-- begin Given data --

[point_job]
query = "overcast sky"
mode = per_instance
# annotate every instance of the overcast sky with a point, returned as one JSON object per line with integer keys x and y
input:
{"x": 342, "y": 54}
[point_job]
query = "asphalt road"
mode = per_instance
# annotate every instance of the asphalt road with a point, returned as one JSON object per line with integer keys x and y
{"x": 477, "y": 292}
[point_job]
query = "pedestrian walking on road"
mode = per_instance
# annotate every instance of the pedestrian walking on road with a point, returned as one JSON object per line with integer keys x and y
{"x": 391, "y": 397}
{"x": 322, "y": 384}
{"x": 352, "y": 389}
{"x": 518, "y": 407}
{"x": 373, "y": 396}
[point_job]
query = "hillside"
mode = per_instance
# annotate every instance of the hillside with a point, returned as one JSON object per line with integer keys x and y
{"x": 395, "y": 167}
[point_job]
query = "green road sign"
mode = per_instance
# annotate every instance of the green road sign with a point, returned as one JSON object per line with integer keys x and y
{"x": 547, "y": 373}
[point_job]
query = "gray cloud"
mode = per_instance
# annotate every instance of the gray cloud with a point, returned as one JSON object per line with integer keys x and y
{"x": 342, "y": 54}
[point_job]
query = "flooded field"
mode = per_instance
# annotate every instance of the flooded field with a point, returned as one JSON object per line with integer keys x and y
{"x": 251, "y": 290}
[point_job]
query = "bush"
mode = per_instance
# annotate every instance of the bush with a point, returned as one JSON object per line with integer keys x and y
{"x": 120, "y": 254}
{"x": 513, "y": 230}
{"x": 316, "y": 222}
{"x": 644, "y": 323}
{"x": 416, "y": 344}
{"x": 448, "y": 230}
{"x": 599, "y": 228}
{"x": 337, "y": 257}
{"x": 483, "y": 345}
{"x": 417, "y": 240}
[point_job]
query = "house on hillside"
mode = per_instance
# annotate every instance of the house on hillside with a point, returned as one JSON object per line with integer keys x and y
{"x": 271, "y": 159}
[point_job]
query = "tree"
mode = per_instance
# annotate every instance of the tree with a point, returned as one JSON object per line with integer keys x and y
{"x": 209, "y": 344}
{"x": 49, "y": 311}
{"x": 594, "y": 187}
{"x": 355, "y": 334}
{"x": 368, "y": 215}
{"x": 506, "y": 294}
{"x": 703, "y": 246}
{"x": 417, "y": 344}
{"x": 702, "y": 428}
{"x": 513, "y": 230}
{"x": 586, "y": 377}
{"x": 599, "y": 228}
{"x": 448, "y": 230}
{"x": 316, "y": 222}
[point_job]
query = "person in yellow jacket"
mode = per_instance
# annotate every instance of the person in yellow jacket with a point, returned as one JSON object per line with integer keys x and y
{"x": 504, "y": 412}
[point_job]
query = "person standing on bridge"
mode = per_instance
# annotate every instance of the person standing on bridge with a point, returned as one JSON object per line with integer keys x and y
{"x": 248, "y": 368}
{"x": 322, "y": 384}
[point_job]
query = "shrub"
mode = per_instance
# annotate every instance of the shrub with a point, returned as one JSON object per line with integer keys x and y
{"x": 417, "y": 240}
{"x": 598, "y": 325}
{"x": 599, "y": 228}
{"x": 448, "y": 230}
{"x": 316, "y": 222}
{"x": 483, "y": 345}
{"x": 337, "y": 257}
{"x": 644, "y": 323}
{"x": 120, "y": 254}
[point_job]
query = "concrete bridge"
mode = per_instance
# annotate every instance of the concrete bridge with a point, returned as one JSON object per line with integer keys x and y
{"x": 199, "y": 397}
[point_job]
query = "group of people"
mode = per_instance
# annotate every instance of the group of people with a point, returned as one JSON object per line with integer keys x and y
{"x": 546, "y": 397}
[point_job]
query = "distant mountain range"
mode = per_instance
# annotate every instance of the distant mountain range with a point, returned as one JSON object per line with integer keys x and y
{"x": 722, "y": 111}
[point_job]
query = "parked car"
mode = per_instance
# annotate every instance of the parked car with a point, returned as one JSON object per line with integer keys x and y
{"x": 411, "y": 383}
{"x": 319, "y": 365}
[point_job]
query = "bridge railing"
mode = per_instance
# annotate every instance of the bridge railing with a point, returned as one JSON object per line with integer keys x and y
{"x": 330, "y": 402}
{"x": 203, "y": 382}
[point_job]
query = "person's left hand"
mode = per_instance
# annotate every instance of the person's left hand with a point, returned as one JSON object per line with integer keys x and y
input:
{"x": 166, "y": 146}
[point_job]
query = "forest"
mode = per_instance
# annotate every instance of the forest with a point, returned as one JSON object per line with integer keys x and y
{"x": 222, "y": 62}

-- end Given data --

**Task instructions:** Please reproduce each line exactly as written.

**Written response:**
[point_job]
query = "overcast sky"
mode = per_instance
# annotate every instance of the overcast sky with a point, returned as one JSON object per line with integer keys x and y
input:
{"x": 342, "y": 54}
[point_job]
query = "asphalt road"
mode = per_instance
# annotate every instance of the asphalt road with a point, returned as one JSON object per line with integer keys x and y
{"x": 477, "y": 292}
[point_job]
query = "pedestrian walking on road"
mode = per_instance
# annotate every instance of the pedestrian walking on road with a point, returned as one JSON object per line with integer keys x and y
{"x": 391, "y": 397}
{"x": 322, "y": 384}
{"x": 352, "y": 389}
{"x": 518, "y": 407}
{"x": 373, "y": 396}
[point_job]
query = "hillside"
mode = per_instance
# annotate every instance of the hillside with a point, returned as one JSON object per line with integer keys x and y
{"x": 395, "y": 167}
[point_job]
query = "green road sign"
mode = per_instance
# annotate every instance of the green road sign with a point, returned as one JSON object per line with integer keys x and y
{"x": 547, "y": 373}
[point_job]
query = "gray cloud"
mode = per_instance
# annotate every instance of the gray cloud with a point, returned as one JSON object per line with integer keys x and y
{"x": 342, "y": 54}
[point_job]
query = "flooded field"
mode = per_instance
# annotate every instance of the flooded field with a point, returned as one JSON object per line with integer keys x and y
{"x": 251, "y": 290}
[point_job]
query = "bush"
mode = per_instance
# annotate every instance of the bush with a point, returned as one JSON object per line with integer keys x and y
{"x": 120, "y": 254}
{"x": 513, "y": 230}
{"x": 316, "y": 222}
{"x": 644, "y": 323}
{"x": 416, "y": 344}
{"x": 448, "y": 230}
{"x": 599, "y": 228}
{"x": 337, "y": 257}
{"x": 483, "y": 345}
{"x": 417, "y": 240}
[point_job]
query = "house on hillside"
mode = per_instance
# annotate every instance of the house on hillside with a point, returned as one JSON object per line with integer keys x and y
{"x": 271, "y": 159}
[point_job]
query = "tree"
mode = per_instance
# annotate every instance of the tree with a point, returned as one JSON object per line with integer keys x and y
{"x": 209, "y": 344}
{"x": 49, "y": 311}
{"x": 594, "y": 187}
{"x": 355, "y": 334}
{"x": 368, "y": 215}
{"x": 506, "y": 294}
{"x": 703, "y": 246}
{"x": 417, "y": 344}
{"x": 702, "y": 428}
{"x": 513, "y": 230}
{"x": 586, "y": 377}
{"x": 599, "y": 228}
{"x": 448, "y": 230}
{"x": 316, "y": 222}
[point_job]
query = "person in yellow jacket"
mode = per_instance
# annotate every instance of the person in yellow jacket with a point, returned as one JSON object per line with integer keys x and y
{"x": 504, "y": 412}
[point_job]
query = "person standing on bridge"
mode = per_instance
# annotate every instance of the person standing on bridge with a point, returned as one JSON object per line with integer keys x and y
{"x": 248, "y": 368}
{"x": 322, "y": 384}
[point_job]
query = "shrub"
mode = per_instance
# annotate every instance of the shrub with a point, returned as one JSON object per line with integer keys x and y
{"x": 417, "y": 240}
{"x": 598, "y": 325}
{"x": 599, "y": 228}
{"x": 448, "y": 230}
{"x": 316, "y": 222}
{"x": 483, "y": 345}
{"x": 337, "y": 257}
{"x": 644, "y": 323}
{"x": 120, "y": 254}
[point_job]
query = "concrete bridge"
mode = per_instance
# annotate every instance of the concrete bridge with a point, returned as one JSON object per line with integer keys x and y
{"x": 199, "y": 397}
[point_job]
query = "group of people"
mode = per_instance
# annotate every instance of the group of people with a point, returned as one JSON object per line with integer keys x and y
{"x": 546, "y": 397}
[point_job]
query = "distant mountain range"
mode = per_instance
# annotate every instance of the distant mountain range with a point, returned as one JSON object per line with integer keys x and y
{"x": 722, "y": 111}
[point_job]
query = "parked car"
mode = per_instance
# annotate every instance of the parked car with a point, returned as one JSON object per line with integer keys x and y
{"x": 411, "y": 383}
{"x": 319, "y": 365}
[point_job]
query = "bridge railing"
mode = per_instance
# annotate every instance of the bridge railing with a point, returned as one JSON object per line with integer keys x and y
{"x": 330, "y": 402}
{"x": 203, "y": 382}
[point_job]
query = "person's left hand"
mode = per_instance
# annotate every instance of the person's left hand with a point, returned as one JSON object per line with integer keys x and y
input:
{"x": 166, "y": 146}
[point_job]
query = "forest"
mode = per_instance
# annotate every instance of the forest with a point, returned as one JSON object per line with integer keys x and y
{"x": 222, "y": 62}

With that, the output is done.